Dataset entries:
——
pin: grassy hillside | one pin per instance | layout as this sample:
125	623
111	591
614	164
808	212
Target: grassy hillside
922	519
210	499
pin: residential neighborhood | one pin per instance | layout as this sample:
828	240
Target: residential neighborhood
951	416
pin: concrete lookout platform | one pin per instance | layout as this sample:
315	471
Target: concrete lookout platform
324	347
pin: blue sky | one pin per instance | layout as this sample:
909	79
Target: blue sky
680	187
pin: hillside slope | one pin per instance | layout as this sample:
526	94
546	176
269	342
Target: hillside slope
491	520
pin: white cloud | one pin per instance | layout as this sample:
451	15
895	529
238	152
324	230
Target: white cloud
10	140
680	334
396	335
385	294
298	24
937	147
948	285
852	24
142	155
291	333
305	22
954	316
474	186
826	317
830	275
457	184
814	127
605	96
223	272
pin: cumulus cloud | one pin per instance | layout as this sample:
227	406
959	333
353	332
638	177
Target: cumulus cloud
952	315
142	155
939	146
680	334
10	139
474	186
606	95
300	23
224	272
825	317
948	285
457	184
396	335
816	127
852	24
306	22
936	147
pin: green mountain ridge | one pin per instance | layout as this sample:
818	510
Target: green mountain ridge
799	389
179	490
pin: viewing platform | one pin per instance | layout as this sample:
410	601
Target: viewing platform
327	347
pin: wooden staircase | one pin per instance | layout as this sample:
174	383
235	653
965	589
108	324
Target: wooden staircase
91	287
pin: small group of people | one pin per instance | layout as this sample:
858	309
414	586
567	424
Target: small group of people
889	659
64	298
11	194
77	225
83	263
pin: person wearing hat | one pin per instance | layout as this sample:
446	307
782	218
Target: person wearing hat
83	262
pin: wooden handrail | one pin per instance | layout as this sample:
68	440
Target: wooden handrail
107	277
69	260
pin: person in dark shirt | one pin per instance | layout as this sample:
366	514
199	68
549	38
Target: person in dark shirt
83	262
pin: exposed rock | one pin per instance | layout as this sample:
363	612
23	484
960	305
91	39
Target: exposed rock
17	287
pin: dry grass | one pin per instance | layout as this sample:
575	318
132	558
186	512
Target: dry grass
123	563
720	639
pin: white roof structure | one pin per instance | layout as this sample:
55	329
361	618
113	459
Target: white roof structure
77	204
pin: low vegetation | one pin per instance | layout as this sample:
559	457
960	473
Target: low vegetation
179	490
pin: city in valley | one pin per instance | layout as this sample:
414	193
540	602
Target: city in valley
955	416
——
● **Written instruction**
Using the records above, please retype only the run of lines from the line holding "pin: cumulus cloud" through the last line, both ends included.

● **Written answer**
pin: cumulus cloud | one pin per instance | layout as this sample:
227	406
959	333
353	332
638	177
Target: cumulus cloud
952	315
142	155
939	146
680	334
10	139
474	186
606	95
300	23
224	272
825	317
948	285
457	184
396	335
816	127
852	24
306	22
936	147
pin: green mountain ridge | one pin per instance | layout as this sample:
818	510
Target: green mountain ridge
799	389
179	490
pin: viewing platform | one pin per instance | layout as this sample:
410	601
Target: viewing platform
327	347
pin: wooden staircase | one pin per instance | layout as this sample:
174	383
235	653
965	589
108	324
Target: wooden staircase
91	287
pin: small group of people | one pin per instance | layout as this sample:
858	309
414	586
567	424
Target: small group of people
889	659
64	298
11	194
77	225
83	263
pin: person wearing hat | one pin per instance | layout as this sample:
446	307
782	218
Target: person wearing hat
83	262
pin: wooden handrail | one pin per instance | layout as this sample:
68	440
Target: wooden handrail
107	277
69	260
pin: person in dark shirt | one pin per instance | layout as this sample:
366	514
199	68
549	38
Target: person in dark shirt
83	262
pin: exposed rock | one pin per instance | layout as this sample:
363	612
23	484
960	305
91	39
Target: exposed rock
17	287
pin: dry grass | one pin per instance | layout as this sample:
575	318
132	558
186	512
Target: dry grass
123	563
720	639
pin: white roof structure | one pin per instance | layout as this sample:
55	329
361	618
113	459
Target: white roof structure
77	204
pin: low vegetation | one pin per instance | layout as this sample:
559	457
960	473
Target: low vegetation
179	490
pin: city in valley | one pin per instance | layout as this sample:
414	193
540	602
Target: city in valley
955	416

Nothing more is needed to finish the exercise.